- _TASKS TO CARRY OUT_
• 1. In the forum thread, how many years did the first poster's marriage last?
• 2. Repeat the forum thread from "Your feelings are" to "I have left?", word for word.
• 3. Name every distinct username that posts in the forum thread.

*** Opening DOCUMENT PASSAGE ***

Posted by Hurtex June 2, 2021 10:40 pm | #1 |
I divorced my ex last year after many years of a sexless, toxic marriage. My ex was controlling and abusive and wouldn't even touch me for years. I left my career to be a stay at home mom and follow him around the world. We moved to 4 different countries and I always felt isolated and very dependent of him. We finally moved back to the states and with the support of my family, I left him. One thing I should say is that I never found anything that told me that he was cheating or seeing other people but there were a few incidents during our marriage that got me questioning his sexuality. It wasn't until I finally left him that I understood that he is most likely gay. Right now he is in a tropical island with a mysterious person. Nobody knows who this person is but they are paying for him to go to a very exclusive resort in the Caribbean. I guess he found a sugar daddy. Today I realized what I've been so blind to see and it just broke my heart. 14 years in a fake marriage to somebody who just destroyed my self esteem and crushed my personality. The last 2 years of our marriage I was in antidepressants and anxiety medication. I couldn't sleep. I was dying slowly. I am glad that I made it out but the pain remains. Not because I love him but because I wasted my time in a lie. I don't want to hate him. We share a son but I wish he was decent enough to be honest and tell me the truth. I guess I just want to know is if this pain goes away one day?? I don't want to feel like this for ever.
Posted by Daryl June 2, 2021 11:37 pm | #2 |
You won't always feel like this. This is much like a roller coaster - big dips and rises at first and they gradually level out. Keep building your support network and find and do things that bring you joy.
Posted by Hurtex June 4, 2021 9:13 am | #3 |
Thank you guys,
I've been crying for the past 3 days. All I can I think about is all the lies. I wanted to have another child and because of him I didn't now I am 40 in a new relationship with a man who wants kids but I am having fertility issues. I hate him so much for all the pain he caused and is still causing and because he never once apologized. When I left him, he acted like the victim. Now he is having fun with his lover in a tropical paradise. He left me with nothing after 14 yrs. He kept our apartment. He doesn't give me child support even when my son is most of the time with me. My son never liked him and now I understand why.
I just want for this pain to end and the feeling of deep betrayal to go away. I know it will with time but it's just hard.
Posted by Upside June 4, 2021 11:31 am | #4 |
Sorry to hear your ex-husband did this to you, Hurtex. I share these feelings. Sadness. Rage. Hollowness.
Your feelings are valid. It is unfair that your ex is seemingly free from repercussions. Karma needs to clarify its timelines.
My wife wasted 15 years of my life without having the decency of truth. I can say that I have spent the last two years in this dreamlike state now. It hit me recently that my time in mourning is nearing 10% of the time of my entire marriage. For some reason, seeing it through this neutral lens woke me up. Do I want to spend the next 15 years wistful for the time I lost? Or is it best to try and live for the time I have left?
Please know that the best revenge for our stories is a happy, fulfilled life. It may look different than you had planned, but there are many paths to any goal. With children, whether on your own, with a surrogate, or fostering/adoption there are possibilities.
You didn't choose the hand you were dealt, but you can choose how you react today and each day from here on to make those dreams happen. That's my take on this, at least. Trying each day.

*** Closing DOCUMENT PASSAGE ***
*** Opening DATASET EXTRACT ***

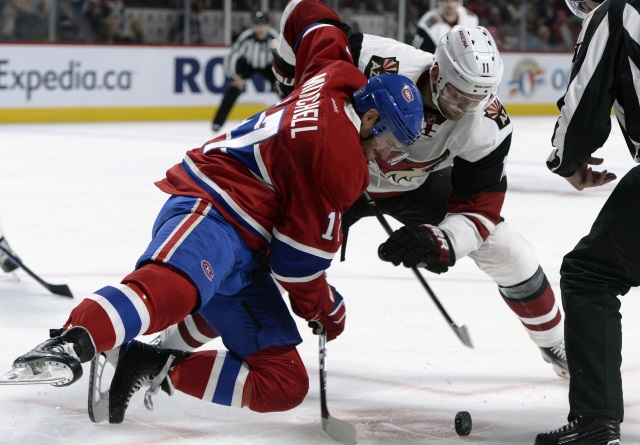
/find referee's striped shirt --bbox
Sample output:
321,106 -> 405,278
547,0 -> 640,176
223,27 -> 278,79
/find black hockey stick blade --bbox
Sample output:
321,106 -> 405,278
363,190 -> 473,349
316,324 -> 358,445
451,323 -> 473,349
0,244 -> 73,298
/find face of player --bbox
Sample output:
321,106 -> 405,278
428,65 -> 490,121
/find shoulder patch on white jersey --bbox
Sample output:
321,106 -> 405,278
364,56 -> 400,78
484,99 -> 511,130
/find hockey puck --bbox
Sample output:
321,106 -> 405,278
455,411 -> 472,436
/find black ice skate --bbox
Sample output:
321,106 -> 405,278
535,416 -> 621,445
540,340 -> 569,379
0,236 -> 18,273
0,327 -> 96,386
109,340 -> 189,423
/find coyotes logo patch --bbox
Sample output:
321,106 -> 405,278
364,56 -> 400,77
376,149 -> 451,184
484,99 -> 511,130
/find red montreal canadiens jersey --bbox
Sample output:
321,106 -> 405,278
157,14 -> 369,320
278,0 -> 513,258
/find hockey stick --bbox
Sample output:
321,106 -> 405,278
0,244 -> 73,298
364,190 -> 473,348
315,323 -> 358,445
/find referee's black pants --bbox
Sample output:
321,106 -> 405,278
560,166 -> 640,420
212,63 -> 276,127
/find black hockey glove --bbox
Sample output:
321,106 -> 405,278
378,224 -> 456,273
271,45 -> 296,99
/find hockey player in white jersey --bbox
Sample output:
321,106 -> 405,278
412,0 -> 478,54
364,27 -> 568,378
163,0 -> 568,378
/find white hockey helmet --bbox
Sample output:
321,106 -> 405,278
432,26 -> 504,113
564,0 -> 600,19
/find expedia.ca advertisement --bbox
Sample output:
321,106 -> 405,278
0,45 -> 277,122
0,44 -> 571,123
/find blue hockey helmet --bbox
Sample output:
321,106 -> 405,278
353,74 -> 424,147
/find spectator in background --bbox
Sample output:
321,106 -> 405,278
412,0 -> 478,53
0,0 -> 51,41
85,0 -> 111,42
211,11 -> 278,131
122,17 -> 145,43
56,0 -> 95,43
169,0 -> 204,44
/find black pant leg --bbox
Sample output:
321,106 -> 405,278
213,86 -> 242,126
560,166 -> 640,420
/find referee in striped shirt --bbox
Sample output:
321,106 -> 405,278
535,0 -> 640,445
211,11 -> 278,131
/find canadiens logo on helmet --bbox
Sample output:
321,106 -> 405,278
200,260 -> 214,281
458,30 -> 469,48
402,87 -> 414,102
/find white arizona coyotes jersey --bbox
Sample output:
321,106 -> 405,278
352,34 -> 512,196
350,34 -> 513,258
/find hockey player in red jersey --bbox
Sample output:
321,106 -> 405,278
0,0 -> 423,423
273,0 -> 568,378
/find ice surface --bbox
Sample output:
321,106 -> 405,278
0,117 -> 640,445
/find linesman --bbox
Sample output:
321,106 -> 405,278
211,11 -> 278,131
535,0 -> 640,445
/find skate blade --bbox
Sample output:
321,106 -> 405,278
0,363 -> 73,385
87,347 -> 120,423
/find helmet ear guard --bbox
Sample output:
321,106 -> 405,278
353,74 -> 424,147
432,26 -> 504,112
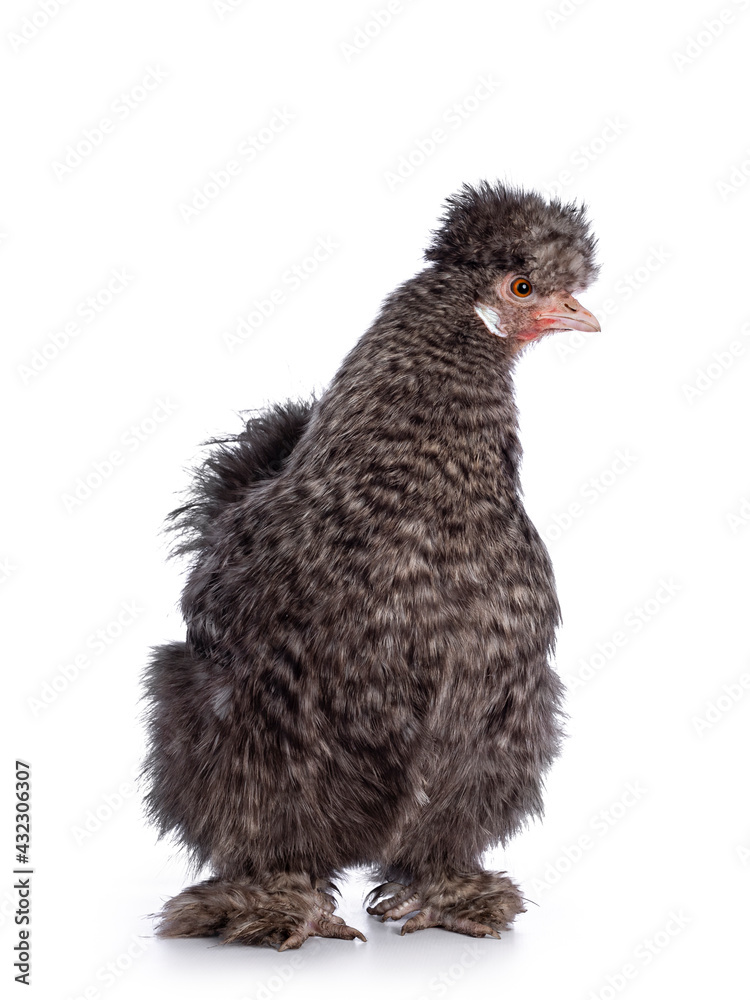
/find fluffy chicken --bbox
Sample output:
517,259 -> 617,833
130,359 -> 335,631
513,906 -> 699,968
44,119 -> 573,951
144,183 -> 599,950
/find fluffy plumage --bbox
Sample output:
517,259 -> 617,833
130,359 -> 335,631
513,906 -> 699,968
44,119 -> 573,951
144,184 -> 596,947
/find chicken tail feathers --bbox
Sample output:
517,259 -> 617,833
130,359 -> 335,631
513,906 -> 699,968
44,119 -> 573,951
168,399 -> 315,555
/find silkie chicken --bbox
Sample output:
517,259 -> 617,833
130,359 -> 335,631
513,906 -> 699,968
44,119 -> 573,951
144,182 -> 599,950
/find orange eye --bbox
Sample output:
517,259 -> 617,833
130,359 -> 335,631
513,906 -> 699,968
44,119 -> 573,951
510,278 -> 533,299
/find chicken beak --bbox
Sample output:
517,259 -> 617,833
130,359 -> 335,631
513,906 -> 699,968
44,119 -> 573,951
535,292 -> 601,333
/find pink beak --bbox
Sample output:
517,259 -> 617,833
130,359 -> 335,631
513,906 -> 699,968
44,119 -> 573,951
521,292 -> 601,340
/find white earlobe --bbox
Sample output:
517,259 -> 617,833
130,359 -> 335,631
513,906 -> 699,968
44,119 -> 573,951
474,302 -> 508,337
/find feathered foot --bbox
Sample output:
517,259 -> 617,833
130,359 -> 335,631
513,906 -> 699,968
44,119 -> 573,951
367,872 -> 526,938
157,873 -> 367,951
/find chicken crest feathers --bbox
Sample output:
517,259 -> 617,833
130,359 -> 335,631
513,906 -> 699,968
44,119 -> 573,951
425,181 -> 599,291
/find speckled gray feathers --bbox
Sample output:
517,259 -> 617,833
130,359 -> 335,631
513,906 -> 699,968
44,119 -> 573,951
144,186 -> 595,943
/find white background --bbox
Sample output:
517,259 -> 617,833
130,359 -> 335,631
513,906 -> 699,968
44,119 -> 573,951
0,0 -> 750,1000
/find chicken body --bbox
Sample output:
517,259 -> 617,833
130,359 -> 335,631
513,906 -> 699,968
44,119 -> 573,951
146,182 -> 590,947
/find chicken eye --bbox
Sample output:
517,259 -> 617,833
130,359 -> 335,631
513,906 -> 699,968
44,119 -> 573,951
510,278 -> 533,299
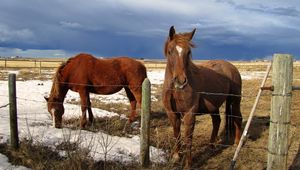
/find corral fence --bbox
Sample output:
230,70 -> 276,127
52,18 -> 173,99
0,54 -> 300,169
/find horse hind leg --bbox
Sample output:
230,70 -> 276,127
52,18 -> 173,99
79,90 -> 93,128
232,98 -> 243,144
210,110 -> 221,144
225,97 -> 242,144
125,87 -> 142,123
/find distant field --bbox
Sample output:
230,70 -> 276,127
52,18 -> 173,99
0,59 -> 300,170
0,58 -> 300,68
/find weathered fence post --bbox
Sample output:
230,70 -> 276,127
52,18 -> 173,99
8,74 -> 19,149
40,61 -> 42,76
140,78 -> 151,167
267,54 -> 293,170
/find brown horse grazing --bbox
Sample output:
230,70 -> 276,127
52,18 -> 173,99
45,54 -> 147,128
163,26 -> 242,169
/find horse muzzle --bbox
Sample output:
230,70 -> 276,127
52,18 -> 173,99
174,78 -> 188,89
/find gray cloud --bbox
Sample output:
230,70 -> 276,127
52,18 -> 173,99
0,0 -> 300,58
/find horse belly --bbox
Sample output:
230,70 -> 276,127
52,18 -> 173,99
90,86 -> 123,95
199,98 -> 225,113
173,92 -> 197,112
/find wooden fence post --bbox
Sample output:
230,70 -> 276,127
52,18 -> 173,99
267,54 -> 293,170
140,78 -> 151,168
8,74 -> 19,149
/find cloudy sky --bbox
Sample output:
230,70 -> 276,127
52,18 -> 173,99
0,0 -> 300,60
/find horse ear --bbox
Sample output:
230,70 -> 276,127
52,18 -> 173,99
186,28 -> 196,41
169,26 -> 176,40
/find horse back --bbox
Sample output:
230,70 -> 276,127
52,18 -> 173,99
58,54 -> 147,94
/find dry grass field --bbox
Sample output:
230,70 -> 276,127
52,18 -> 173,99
0,58 -> 300,170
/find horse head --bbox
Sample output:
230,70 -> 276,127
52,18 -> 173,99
164,26 -> 196,89
44,97 -> 65,128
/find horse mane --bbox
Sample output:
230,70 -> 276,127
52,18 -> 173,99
164,33 -> 196,56
50,57 -> 73,98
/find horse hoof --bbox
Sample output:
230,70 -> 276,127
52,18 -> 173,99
171,153 -> 180,164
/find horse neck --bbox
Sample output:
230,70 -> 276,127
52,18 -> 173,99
50,79 -> 68,102
165,60 -> 199,78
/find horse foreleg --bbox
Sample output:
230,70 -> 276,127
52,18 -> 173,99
125,87 -> 141,123
79,92 -> 88,128
210,111 -> 221,144
87,94 -> 94,125
167,112 -> 181,162
183,112 -> 195,169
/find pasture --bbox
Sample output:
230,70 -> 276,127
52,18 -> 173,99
0,60 -> 300,169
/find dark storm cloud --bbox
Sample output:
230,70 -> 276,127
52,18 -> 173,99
0,0 -> 300,59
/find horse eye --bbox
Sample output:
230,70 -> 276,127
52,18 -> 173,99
188,51 -> 191,56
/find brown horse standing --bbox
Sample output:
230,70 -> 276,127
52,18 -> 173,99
45,54 -> 147,128
163,26 -> 242,169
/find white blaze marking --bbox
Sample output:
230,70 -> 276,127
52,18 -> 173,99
176,45 -> 182,56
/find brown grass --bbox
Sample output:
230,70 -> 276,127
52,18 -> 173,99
0,62 -> 300,169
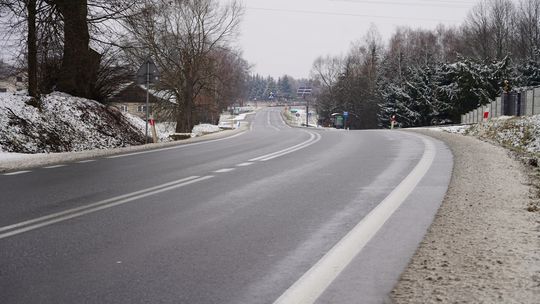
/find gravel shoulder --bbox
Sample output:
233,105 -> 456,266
390,131 -> 540,303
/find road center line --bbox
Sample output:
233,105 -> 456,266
249,131 -> 321,162
274,137 -> 436,304
43,165 -> 66,169
214,168 -> 236,173
77,159 -> 96,164
3,171 -> 31,176
0,175 -> 213,239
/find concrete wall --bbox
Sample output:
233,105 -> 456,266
461,88 -> 540,124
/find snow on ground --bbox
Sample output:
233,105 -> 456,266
0,93 -> 144,153
467,115 -> 540,154
0,92 -> 246,161
413,115 -> 540,154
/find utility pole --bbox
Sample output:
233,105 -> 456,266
296,87 -> 312,127
137,58 -> 159,144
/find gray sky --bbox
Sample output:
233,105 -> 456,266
230,0 -> 477,78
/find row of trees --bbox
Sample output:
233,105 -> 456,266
312,0 -> 540,128
0,0 -> 249,132
248,74 -> 309,100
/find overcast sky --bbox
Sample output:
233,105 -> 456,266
227,0 -> 477,78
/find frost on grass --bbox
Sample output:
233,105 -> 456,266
0,93 -> 144,153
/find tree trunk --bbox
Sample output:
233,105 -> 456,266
54,0 -> 101,98
26,0 -> 39,98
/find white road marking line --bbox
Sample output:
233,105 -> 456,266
214,168 -> 236,173
249,131 -> 321,162
106,132 -> 245,159
274,138 -> 436,304
279,112 -> 291,129
77,159 -> 96,164
3,171 -> 32,176
0,175 -> 214,239
266,111 -> 279,131
43,165 -> 66,169
261,133 -> 321,161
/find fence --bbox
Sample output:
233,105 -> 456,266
461,87 -> 540,124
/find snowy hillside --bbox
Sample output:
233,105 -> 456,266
438,115 -> 540,157
0,93 -> 144,153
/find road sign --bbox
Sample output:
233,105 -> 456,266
137,58 -> 159,84
296,87 -> 312,96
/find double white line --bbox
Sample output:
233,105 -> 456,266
249,132 -> 321,162
0,176 -> 213,239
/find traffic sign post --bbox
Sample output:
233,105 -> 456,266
296,87 -> 312,127
137,58 -> 159,144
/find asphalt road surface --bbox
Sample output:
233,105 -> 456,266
0,108 -> 452,304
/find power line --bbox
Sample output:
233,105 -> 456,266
330,0 -> 477,8
246,6 -> 461,22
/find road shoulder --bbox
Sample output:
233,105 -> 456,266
391,131 -> 540,303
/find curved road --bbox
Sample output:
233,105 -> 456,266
0,108 -> 452,303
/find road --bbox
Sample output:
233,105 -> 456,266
0,108 -> 452,303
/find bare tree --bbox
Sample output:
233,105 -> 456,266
515,0 -> 540,59
463,0 -> 493,59
127,0 -> 243,133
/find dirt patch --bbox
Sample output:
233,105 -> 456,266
391,131 -> 540,303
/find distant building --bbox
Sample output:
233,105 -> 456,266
107,82 -> 170,120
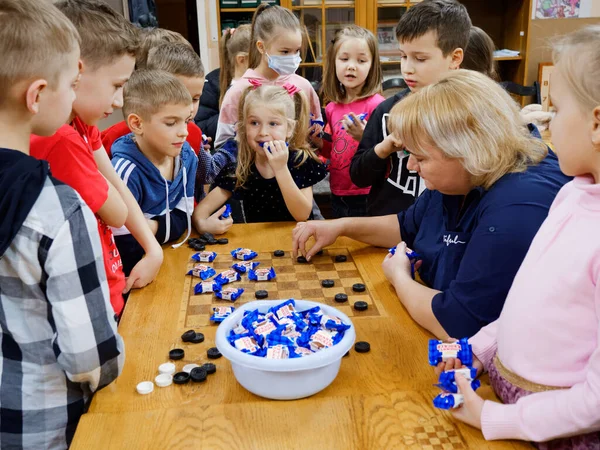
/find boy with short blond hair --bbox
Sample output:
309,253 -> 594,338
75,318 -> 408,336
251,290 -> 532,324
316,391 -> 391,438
0,0 -> 124,449
350,0 -> 471,216
31,0 -> 163,315
112,70 -> 198,269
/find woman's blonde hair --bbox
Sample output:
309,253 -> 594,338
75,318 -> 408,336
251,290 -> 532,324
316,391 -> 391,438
390,70 -> 548,189
235,86 -> 319,187
219,25 -> 252,105
323,25 -> 383,103
553,25 -> 600,112
248,3 -> 302,69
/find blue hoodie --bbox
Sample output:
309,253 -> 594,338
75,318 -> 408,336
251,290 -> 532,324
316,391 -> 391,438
111,133 -> 198,275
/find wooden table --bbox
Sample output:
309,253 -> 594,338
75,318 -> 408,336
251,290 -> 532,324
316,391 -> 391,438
73,223 -> 530,450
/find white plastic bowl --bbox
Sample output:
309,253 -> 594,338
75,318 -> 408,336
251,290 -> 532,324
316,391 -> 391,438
216,300 -> 356,400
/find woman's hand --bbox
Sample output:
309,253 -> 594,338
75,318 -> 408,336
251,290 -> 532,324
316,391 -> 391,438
342,113 -> 367,142
382,242 -> 421,286
263,141 -> 290,175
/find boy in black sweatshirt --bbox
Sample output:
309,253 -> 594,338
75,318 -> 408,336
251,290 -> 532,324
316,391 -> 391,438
350,0 -> 471,216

*** Closing DATASET EXTRACT ***

- _ANSWERS FOR THE EXERCISE_
• 1. 14 years.

• 2.
Your feelings are valid. It is unfair that your ex is seemingly free from repercussions. Karma needs to clarify its timelines.
My wife wasted 15 years of my life without having the decency of truth. I can say that I have spent the last two years in this dreamlike state now. It hit me recently that my time in mourning is nearing 10% of the time of my entire marriage. For some reason, seeing it through this neutral lens woke me up. Do I want to spend the next 15 years wistful for the time I lost? Or is it best to try and live for the time I have left?

• 3. Hurtex, Daryl, Upside